Documento |
:::::

Alter ego de Truffaut chega ao juízo adulto

CÁSSIO STARLING CARLOS
EDITOR DO FOLHATEEN

Infância ("Os Incompreendidos"), adolescência ("Antoine e Colette), juventude ("Beijos Proibidos") e, finalmente, vida adulta. A cada uma dessas fases, Antoine Doinel, o personagem alter ego do diretor François Truffaut, conseguiu escapar ileso de grandes compromissos com a seriedade. Em "Domicílio Conjugal", chegou a hora do juízo.
Assim seria se Doinel fosse obrigado a enfrentar as leis da vida real. Mas o divertido personagem é criatura de ficção e junto com ela ganha uma liberdade para agir do jeito que lhe convém, o que é vetado do lado de cá da tela de cinema.
Truffaut aproveita para mostrar o quanto se diverte (e os espectadores) em transformar o tédio da vida conjugal em uma comédia movida a desacertos.
Seu Doinel, mesmo casado, adulto e pai, continua fiel a seu passado original, de desajustado e rebelde. No início parece que tudo dá certo. O amor é lindo, Doinel vive feliz ao lado de Christine, mas o tédio o espreita. E Doinel demonstra, enfim, que continua sendo um ícone da infância, despreocupado com certezas e entregue ao jogo.

:::::

Dados fornecidos |

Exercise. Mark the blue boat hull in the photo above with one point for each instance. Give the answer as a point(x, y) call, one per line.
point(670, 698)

:::::

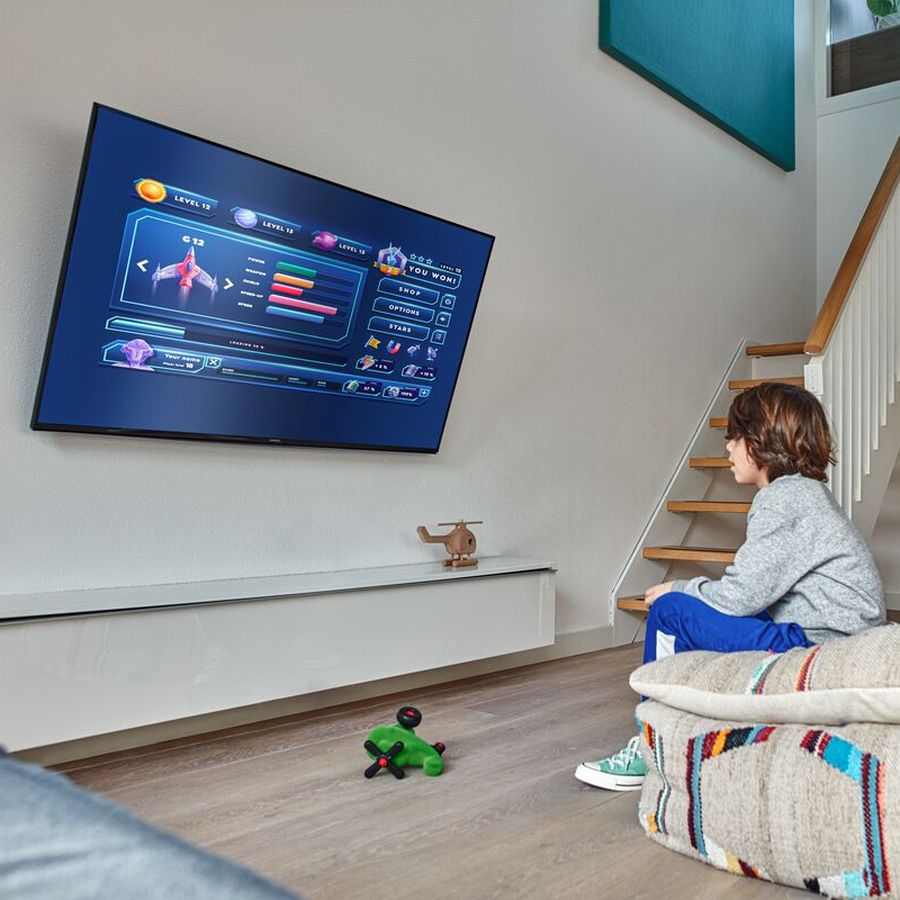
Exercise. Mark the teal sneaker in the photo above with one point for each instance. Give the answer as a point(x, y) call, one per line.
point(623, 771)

:::::

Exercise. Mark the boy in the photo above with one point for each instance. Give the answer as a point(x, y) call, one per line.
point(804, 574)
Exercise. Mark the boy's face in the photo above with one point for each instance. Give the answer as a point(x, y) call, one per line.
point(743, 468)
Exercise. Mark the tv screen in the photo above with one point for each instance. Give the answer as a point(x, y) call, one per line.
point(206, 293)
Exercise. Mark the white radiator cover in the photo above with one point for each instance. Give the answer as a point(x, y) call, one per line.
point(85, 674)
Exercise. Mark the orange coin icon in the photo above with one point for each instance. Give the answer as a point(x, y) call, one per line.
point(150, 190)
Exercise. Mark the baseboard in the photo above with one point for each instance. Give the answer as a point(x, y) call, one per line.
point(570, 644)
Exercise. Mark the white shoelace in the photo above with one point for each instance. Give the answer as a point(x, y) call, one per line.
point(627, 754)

:::::

Instruções de trabalho |
Responda às perguntas abaixo com base no documento:
1. Em que filme Antoine Doinel aparece na adolescência?
2. Qual diretor tem Antoine Doinel como alter ego?
3. Com quem Doinel vive feliz no início de "Domicílio Conjugal"?

Resultado da tarefa |
1. Em "Antoine e Colette".
2. François Truffaut.
3. Com Christine.